PASSAGE:
Question

The pyknometric density of the sodium chloride crystal is $2.165\times {{10}^{3}}kg{{m}^{-3}}$ while its X-ray density is $2.178\times {{10}^{3}}kg{{m}^{-3}}$. The fraction of unoccupied sites in the sodium chloride crystal is:
A. $5.96\times {{10}^{-3}}$
B. $5.96$
C. $5.96\times {{10}^{-2}}$
D. $5.96\times {{10}^{-1}}$

Answer 1

Hint: Think about what the pyknometric and the X-ray densities indicate about the lattices of the crystal. Calculate the volume that is unoccupied by subtracting one type of density from the other.

Complete step by step answer:
We know that the pyknometric density is the actual density of the crystal and takes into account the unoccupied sites. This density is calculated by taking into account only the sites that are occupied and thus gives us information about the actual sites that are occupied.
X-ray density on the other hand gives us information about the crystal in an ideal case where all sites are considered to be occupied. It is also known as the theoretical density of the molecules.
So, to find the volume of unoccupied sites in the sodium chloride crystals we will subtract the actual molar volume from the theoretical molar volume. We can find the molar volume using the formula that relates density volume and mass. Let us consider that the total mass of $NaCl$ crystals present is $M$.

So, we get the following formula:
\[\text{density = }\dfrac{\text{mass}}{\text{molar volume}}\]
So, we will modify the equations to suit our needs. First let us consider the theoretical molar volume.

THE DATA:

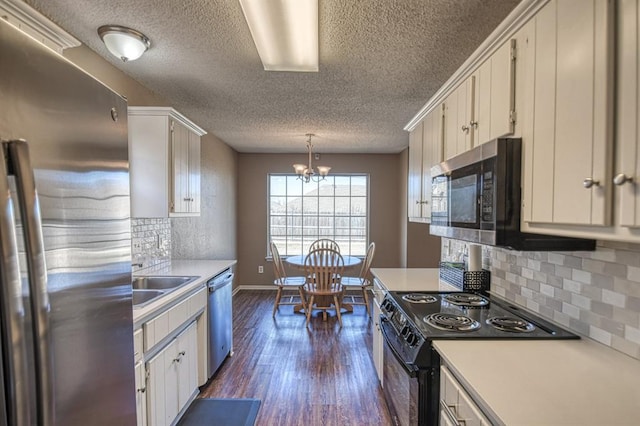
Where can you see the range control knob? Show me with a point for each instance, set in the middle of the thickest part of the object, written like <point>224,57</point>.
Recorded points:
<point>389,307</point>
<point>405,331</point>
<point>411,339</point>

ACTIONS TO TAKE:
1 > According to the sodium chloride density text, what is X-ray density also known as?
2 > Do these statements agree with the sodium chloride density text? For each, answer yes or no and quote the deciding words. (a) Pyknometric density is the actual density of the crystal. (b) X-ray density treats only the occupied sites as filled. (c) The volume of unoccupied sites is found by subtracting the actual molar volume from the theoretical molar volume.
3 > Pick up the sodium chloride density text where it stops, and continue it.
None of the tasks draw on the lines.

RESULTS OF THE TASKS:
1 > The theoretical density of the molecules.

2 >
(a) Yes: "the pyknometric density is the actual density of the crystal"
(b) No: "X-ray density on the other hand gives us information about the crystal in an ideal case where all sites are considered to be occupied"
(c) Yes: "we will subtract the actual molar volume from the theoretical molar volume"

3 >
\[\begin{align}
 & \text{X-ray density = }\dfrac{M}{\text{theoretical molar volume}} \\
 & \text{theoretical molar volume = }\dfrac{M}{2.178\times {{10}^{3}}} \\
\end{align}\]

Now we will calculate the actual molar volume using the pyknometric density.
\[\begin{align}
 & \text{pyknometric density = }\dfrac{M}{\text{actual molar volume}} \\
 & \text{actual molar volume = }\dfrac{M}{2.165\times {{10}^{3}}} \\
\end{align}\]

So, now that we have the theoretical and actual molar volumes of the crystal, we can find the volume of the unoccupied sites in the crystal by subtracting the theoretical molar volume from the actual molar volume.
Volume of unoccupied sites = actual molar volume - theoretical molar volume
\[\begin{align}
  & \text{volume of unoccupied sites = }\dfrac{M}{2.165\times {{10}^{3}}}-\dfrac{M}{2.178\times {{10}^{3}}} \\
 & \text{volume of unoccupied sites = }M\times {{10}^{-3}}\left( \dfrac{1}{2.165}-\dfrac{1}{2.178} \right) \\
 & \text{volume of unoccupied sites = }M\times \dfrac{0.013}{2.165\times 2.178}\times {{10}^{-3}}{{m}^{3}} \\
\end{align}\]

We can find the fraction of the unoccupied sites by dividing the volume of the unoccupied sites by the actual volume. So, the fraction of unoccupied sites will be:
\[\begin{align}
  & \text{fraction of unoccupied sites =}\dfrac{\text{volume of unoccupied sites}}{\text{actual volume}} \\
 & \text{fraction of unoccupied sites = }\dfrac{M\times \dfrac{0.013}{2.165\times 2.178}\times {{10}^{-3}}}{\dfrac{M}{2.165\times {{10}^{3}}}} \\
 & \text{fraction of unoccupied sites =}\dfrac{0.013}{2.178} \\
 & \text{fraction of unoccupied sites =}5.96\times {{10}^{-3}} \\
\end{align}\]
Hence, the correct answer is. $5.96\times {{10}^{-3}}$
So, the correct answer is “Option A”.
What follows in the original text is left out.